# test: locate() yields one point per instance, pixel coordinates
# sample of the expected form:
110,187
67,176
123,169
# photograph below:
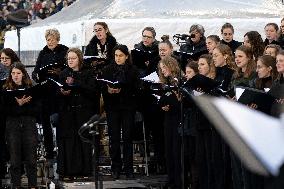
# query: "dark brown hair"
257,44
105,26
11,54
26,81
251,66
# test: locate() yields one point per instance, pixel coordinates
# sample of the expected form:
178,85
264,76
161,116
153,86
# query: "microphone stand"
95,155
181,125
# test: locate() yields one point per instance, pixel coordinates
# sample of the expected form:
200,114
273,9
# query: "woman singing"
76,107
120,106
21,131
168,72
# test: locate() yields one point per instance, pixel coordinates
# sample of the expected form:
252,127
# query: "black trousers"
117,120
173,150
21,135
3,147
46,111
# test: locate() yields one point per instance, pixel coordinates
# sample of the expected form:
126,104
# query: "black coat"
47,57
11,108
232,44
224,77
83,101
152,53
127,76
281,41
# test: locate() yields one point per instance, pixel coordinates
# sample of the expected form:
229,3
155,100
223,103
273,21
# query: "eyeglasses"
5,58
147,37
72,58
98,30
229,34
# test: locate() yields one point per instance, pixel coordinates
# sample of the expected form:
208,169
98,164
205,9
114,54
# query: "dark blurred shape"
19,18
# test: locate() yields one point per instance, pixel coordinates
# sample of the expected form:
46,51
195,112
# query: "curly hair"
172,64
251,66
257,44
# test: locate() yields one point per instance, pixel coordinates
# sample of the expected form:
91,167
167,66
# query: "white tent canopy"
127,18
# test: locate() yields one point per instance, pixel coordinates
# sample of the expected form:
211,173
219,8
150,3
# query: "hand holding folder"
256,138
251,96
201,83
50,70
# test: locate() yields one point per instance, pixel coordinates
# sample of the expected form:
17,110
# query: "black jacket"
232,44
47,57
84,91
127,76
224,77
11,108
281,41
152,54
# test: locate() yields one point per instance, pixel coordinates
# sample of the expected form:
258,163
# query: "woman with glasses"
101,46
271,33
21,130
75,108
195,46
8,58
281,36
51,56
120,106
227,32
146,53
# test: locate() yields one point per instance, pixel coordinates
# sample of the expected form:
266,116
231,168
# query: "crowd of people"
112,75
37,10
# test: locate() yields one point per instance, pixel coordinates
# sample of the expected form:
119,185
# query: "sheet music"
153,77
59,84
108,81
263,134
239,92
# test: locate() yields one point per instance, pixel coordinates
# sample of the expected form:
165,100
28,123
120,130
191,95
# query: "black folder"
277,91
112,84
262,99
43,71
202,82
34,91
256,138
139,57
60,85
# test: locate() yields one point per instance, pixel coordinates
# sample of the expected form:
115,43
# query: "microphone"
92,119
184,36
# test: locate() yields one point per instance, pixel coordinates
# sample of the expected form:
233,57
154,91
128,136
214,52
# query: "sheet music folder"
248,96
139,57
90,59
34,91
202,82
112,84
256,138
44,71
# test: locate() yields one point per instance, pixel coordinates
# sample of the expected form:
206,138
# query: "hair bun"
165,38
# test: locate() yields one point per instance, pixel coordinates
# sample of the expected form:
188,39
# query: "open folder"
256,138
248,96
34,91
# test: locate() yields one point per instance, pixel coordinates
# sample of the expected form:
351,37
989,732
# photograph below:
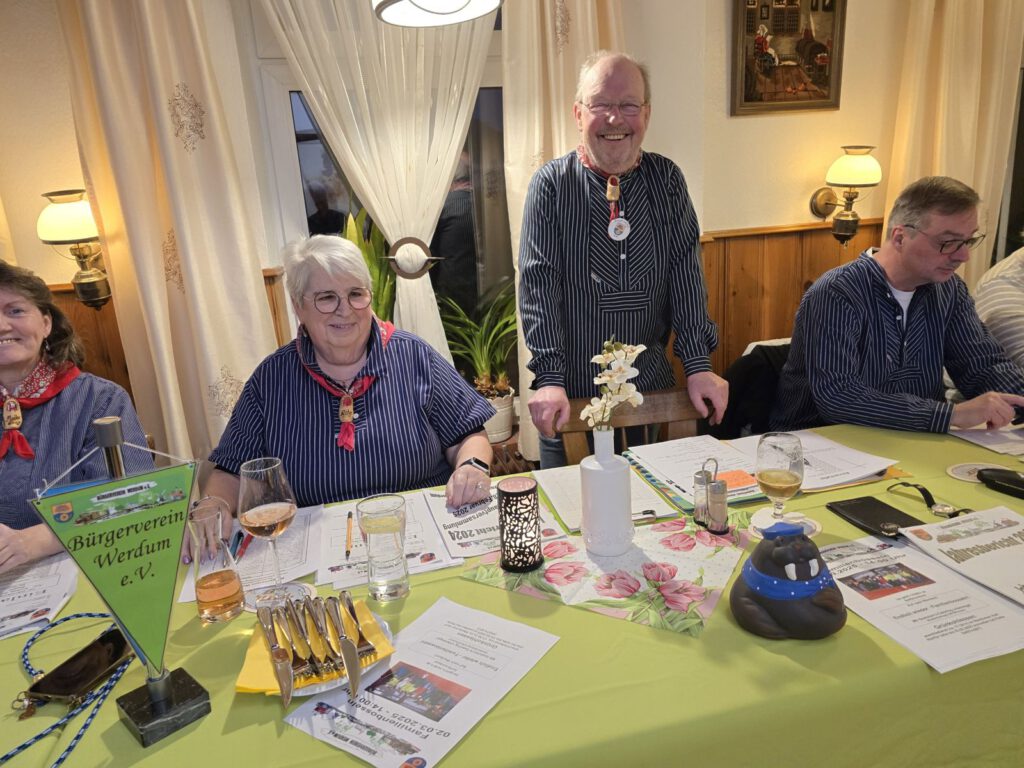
☆ ☆ ☆
Each line above is to be duplicated exactly, and the pictures are to be omitted.

# test: locate() yields one point per instance, pixel coordinates
# sample of the expected form:
110,187
67,176
123,169
# photograph below:
# query: "dark brown hair"
257,44
105,26
11,54
26,81
251,66
# test: locate() yields one point per instance, pixel coordinates
# sample of the expected form:
178,85
264,76
161,116
153,86
# query: "microphone stand"
95,155
181,125
# test: locate() yields one point per instance, pixel coordinates
# sample of the expected form:
200,114
273,9
# query: "woman singing"
76,107
120,106
21,131
168,72
# test: locate() yields one point per instance, pixel coordinates
# sample of the expected form:
252,127
# query: "black trousers"
117,120
173,150
21,135
3,147
46,111
# test: locate() yields one point per instance, pixel coordinates
# sample of the expected form:
126,104
# query: "black coat"
47,57
11,108
232,44
224,77
83,101
152,53
127,76
281,41
# test: locate() yields one point per instance, pixel coordinates
# sample of the expected form:
229,3
155,100
223,103
273,21
# query: "eyeglasses"
5,58
147,37
72,58
98,30
229,34
# test: locate() yields one point per instance, pixel coordinates
# sample of the expected form:
208,169
98,164
205,9
114,54
# query: "dark blurred shape"
19,18
# test: locate() yields one point per instance, pixel coordinates
# sample of the expected form:
46,51
195,112
# query: "curly hair"
172,64
251,66
257,44
# test: locate() yields one point per instance, pixel coordinates
# sample of the expected form:
91,167
167,66
# query: "white tent canopy"
127,18
# test: locate() yields one point per instance, pixel coordinates
# sample of the expected form:
211,173
219,8
150,3
# query: "hand holding folder"
256,138
251,96
201,83
50,70
# test: locate() yields one point per instance, pixel coordinates
# sample of the expected form:
17,110
# query: "black jacket"
232,44
47,57
84,91
127,76
224,77
11,108
281,41
152,54
# test: locate() yields one point per instance, pixel coordinates
# sample of the expected form:
258,163
# query: "woman with glasses"
101,46
271,33
21,130
75,108
195,46
8,58
281,36
51,56
120,106
227,32
146,53
# test: locate() yields one point per instance, pixel coordinates
# sample of the expected form:
266,116
231,168
# query: "crowd of people"
112,75
37,10
# test: locate() yields one point per instance, pixel coordinates
# sample of the expected form:
119,185
# query: "sheet music"
153,77
59,84
108,81
263,134
239,92
# test: locate() yields one point per instance, pixel coordinates
# sample of the expected form:
165,100
28,123
120,130
191,95
# query: "black folder"
277,91
112,84
262,99
43,71
202,82
34,91
256,138
139,57
60,85
# test: locate() yields one point per instance, pixel coordinates
# sample of the expected form:
115,43
# query: "microphone"
92,119
184,36
# test: locate() yields one point per instance, pixel coordinates
# sample of the expected form:
233,57
154,91
128,136
214,52
# query: "sheet music folder"
248,96
139,57
90,59
34,91
202,82
112,84
256,138
44,71
# test: locate() yields one point per instance, pixel coordinates
# sample of the expected form:
206,138
# query: "hair bun"
165,38
# test: locate() yields one point per instance, pixel coordinates
# sample of the expected form:
188,39
# query: "open folder"
256,138
248,96
34,91
# test: locate() yields one point per instance, pixel coordinates
# sample of the expected form:
351,37
989,732
# photograph below:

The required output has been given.